__ACTIVITY__
From the line containing "Could you please point out the neck" through the last line, print the records exactly and nothing else.

_ _ _ _ _

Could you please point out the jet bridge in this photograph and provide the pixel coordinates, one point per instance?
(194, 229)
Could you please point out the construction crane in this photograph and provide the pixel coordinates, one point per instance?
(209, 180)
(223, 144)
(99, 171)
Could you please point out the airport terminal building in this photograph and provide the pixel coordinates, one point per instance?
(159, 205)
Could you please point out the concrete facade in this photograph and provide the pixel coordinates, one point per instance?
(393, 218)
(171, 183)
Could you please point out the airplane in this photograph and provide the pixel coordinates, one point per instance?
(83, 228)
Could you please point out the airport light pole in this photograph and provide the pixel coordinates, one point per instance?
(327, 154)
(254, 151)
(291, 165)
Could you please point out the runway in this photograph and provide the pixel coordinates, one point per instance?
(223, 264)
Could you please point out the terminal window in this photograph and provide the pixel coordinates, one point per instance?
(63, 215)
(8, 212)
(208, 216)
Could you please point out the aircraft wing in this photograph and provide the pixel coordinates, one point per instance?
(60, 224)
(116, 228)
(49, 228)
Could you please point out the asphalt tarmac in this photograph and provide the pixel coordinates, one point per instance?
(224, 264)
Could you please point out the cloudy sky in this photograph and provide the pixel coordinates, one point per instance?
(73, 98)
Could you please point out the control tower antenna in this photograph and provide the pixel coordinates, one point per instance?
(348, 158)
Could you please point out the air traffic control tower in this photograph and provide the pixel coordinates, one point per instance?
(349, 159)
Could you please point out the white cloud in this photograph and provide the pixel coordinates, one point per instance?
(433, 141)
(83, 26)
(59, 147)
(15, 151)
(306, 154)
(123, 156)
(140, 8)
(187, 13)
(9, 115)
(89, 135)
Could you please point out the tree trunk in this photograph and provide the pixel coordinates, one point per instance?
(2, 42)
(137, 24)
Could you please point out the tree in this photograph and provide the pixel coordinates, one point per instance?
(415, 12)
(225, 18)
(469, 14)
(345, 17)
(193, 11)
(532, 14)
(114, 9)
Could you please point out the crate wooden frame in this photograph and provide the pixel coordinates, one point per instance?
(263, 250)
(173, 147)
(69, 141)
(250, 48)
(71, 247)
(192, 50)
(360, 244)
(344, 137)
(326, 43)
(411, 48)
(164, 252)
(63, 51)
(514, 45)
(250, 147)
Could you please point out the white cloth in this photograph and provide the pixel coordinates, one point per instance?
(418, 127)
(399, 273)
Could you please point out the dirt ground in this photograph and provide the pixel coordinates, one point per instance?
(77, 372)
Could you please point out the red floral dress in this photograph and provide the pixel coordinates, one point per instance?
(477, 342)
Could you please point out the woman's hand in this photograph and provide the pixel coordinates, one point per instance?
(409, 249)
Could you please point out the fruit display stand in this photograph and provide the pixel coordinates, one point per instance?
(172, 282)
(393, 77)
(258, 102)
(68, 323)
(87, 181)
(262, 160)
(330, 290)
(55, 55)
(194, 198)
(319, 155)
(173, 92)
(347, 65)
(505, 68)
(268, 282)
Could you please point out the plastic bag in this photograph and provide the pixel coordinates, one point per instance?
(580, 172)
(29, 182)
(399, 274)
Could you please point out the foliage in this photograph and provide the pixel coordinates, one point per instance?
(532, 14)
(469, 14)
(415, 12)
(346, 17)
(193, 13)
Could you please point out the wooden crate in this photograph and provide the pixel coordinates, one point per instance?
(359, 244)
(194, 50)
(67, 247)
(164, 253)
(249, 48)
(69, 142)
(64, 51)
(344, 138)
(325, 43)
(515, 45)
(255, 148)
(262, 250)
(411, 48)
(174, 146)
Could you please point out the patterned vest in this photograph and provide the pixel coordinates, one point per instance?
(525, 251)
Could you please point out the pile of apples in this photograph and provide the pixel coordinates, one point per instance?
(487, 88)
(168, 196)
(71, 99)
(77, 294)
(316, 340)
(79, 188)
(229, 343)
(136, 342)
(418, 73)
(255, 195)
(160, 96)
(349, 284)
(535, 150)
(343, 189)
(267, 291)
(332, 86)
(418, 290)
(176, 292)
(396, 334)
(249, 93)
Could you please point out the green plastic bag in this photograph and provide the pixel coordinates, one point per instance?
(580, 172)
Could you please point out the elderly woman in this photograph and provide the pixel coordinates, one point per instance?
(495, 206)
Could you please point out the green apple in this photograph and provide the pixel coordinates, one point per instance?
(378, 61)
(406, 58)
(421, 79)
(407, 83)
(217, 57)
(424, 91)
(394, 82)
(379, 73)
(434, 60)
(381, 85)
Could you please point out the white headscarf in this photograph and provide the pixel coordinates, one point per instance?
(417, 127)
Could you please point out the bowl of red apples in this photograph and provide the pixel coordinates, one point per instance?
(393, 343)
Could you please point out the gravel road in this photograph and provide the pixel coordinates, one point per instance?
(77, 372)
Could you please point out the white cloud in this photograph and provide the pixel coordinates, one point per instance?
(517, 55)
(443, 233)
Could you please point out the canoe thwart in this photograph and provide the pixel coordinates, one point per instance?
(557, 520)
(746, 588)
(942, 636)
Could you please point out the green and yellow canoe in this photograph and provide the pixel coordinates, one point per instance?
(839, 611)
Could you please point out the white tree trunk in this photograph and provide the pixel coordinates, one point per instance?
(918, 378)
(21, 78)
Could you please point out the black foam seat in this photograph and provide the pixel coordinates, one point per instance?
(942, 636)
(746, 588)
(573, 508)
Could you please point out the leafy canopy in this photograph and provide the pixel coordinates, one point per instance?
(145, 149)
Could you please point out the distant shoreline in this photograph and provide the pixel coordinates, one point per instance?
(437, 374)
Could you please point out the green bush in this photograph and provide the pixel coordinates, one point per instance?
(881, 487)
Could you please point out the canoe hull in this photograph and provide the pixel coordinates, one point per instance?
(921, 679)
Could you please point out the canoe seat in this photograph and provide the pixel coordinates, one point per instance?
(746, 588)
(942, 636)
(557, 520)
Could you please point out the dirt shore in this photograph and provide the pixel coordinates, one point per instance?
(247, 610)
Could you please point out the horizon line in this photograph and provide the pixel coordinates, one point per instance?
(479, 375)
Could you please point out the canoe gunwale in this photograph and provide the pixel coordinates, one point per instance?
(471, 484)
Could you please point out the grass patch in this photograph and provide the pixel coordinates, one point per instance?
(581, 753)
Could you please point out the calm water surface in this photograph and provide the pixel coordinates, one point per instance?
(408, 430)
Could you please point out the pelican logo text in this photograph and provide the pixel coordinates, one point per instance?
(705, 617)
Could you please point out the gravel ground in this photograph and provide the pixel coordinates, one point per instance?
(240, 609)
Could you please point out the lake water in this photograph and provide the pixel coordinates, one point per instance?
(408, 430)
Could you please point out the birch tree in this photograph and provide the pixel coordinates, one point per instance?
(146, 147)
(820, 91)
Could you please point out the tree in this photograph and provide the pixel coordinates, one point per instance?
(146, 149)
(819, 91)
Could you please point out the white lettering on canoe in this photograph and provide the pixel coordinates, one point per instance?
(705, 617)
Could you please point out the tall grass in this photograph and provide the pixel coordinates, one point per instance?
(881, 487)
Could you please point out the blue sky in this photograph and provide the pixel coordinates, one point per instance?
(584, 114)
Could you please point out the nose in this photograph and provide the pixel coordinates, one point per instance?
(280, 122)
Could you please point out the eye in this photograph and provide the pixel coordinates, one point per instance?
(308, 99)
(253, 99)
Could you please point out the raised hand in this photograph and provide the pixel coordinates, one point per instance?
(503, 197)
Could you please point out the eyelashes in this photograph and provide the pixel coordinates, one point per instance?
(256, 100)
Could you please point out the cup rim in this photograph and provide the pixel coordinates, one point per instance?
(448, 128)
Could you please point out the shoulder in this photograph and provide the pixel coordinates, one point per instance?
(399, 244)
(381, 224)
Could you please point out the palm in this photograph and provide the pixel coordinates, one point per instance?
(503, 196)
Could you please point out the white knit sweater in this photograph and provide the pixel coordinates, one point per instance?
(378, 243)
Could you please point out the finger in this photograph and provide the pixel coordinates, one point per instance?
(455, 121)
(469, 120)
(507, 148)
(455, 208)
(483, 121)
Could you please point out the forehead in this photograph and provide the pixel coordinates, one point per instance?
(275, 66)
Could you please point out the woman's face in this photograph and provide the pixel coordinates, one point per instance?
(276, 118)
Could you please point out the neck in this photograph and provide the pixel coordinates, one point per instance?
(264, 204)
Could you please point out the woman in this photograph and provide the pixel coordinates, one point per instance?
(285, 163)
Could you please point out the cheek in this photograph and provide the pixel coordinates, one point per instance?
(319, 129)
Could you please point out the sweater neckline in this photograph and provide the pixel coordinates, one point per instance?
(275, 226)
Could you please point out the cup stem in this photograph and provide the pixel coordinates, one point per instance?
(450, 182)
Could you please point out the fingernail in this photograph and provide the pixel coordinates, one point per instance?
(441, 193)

_ _ _ _ _

__EXERCISE RESPONSE__
Could you please point out the neck in this photograph and provide the pixel coordinates, one point per instance?
(264, 204)
Could you please point out the woman in this photograph and provide the pixel coordinates, one point per instance?
(285, 163)
Could you please point out the cheek in this photograph and provide the pixel coordinates, one point per instance?
(319, 129)
Could you please point out the sweater neckline in this photograph and provide the pixel coordinates, one point per instance?
(275, 226)
Could you please point out the cup stem in this photograph and provide the pixel coordinates, one point per instance?
(450, 182)
Could you please point out the fingernail in this photograph and provide the pixel coordinates, one point per instance?
(441, 193)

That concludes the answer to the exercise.